* _EXERCISE_
Count the lines in the entries below that contain the string "blue", where uppercase and lowercase letters must match exactly. Reply with only the number.

[Extracted data entries]
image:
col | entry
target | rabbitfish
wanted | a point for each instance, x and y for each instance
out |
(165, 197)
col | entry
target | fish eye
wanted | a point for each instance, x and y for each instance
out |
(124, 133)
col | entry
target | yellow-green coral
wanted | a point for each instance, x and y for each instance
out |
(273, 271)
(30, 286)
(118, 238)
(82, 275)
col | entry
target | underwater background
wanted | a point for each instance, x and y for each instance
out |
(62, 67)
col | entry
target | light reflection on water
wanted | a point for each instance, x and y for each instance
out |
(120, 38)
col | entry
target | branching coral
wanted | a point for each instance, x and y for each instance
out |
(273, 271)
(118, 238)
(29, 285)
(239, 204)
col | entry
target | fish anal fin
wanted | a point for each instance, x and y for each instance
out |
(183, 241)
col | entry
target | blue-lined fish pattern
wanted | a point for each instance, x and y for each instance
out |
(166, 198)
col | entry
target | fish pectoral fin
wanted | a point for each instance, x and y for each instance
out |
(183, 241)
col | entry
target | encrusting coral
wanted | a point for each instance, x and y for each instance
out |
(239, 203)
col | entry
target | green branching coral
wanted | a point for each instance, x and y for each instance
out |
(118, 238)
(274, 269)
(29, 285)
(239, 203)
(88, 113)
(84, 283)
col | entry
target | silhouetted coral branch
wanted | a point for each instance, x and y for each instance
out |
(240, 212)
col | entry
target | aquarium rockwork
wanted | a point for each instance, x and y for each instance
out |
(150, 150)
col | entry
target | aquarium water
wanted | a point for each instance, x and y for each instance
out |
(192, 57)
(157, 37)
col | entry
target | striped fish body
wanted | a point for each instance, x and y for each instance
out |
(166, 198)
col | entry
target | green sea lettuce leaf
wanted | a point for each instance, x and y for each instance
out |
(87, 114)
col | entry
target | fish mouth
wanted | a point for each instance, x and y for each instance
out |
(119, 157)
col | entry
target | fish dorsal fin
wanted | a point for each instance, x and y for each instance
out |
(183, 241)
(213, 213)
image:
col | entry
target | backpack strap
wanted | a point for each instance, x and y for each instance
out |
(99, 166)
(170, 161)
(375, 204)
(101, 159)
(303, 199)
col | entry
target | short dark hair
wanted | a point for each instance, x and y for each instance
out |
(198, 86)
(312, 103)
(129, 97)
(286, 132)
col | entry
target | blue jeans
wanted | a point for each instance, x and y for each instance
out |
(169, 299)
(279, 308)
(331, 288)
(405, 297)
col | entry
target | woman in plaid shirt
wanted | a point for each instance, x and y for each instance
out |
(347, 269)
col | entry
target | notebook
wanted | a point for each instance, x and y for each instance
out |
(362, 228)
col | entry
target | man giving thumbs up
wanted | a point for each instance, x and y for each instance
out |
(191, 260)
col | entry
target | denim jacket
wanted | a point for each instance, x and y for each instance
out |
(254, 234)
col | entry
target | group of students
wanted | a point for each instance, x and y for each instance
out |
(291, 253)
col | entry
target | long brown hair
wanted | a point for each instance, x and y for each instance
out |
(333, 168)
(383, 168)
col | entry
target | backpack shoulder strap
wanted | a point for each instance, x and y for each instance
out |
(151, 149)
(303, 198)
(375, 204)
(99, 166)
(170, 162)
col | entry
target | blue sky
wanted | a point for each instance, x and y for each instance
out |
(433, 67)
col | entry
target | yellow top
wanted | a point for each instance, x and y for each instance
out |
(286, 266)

* _TASK RESULT_
3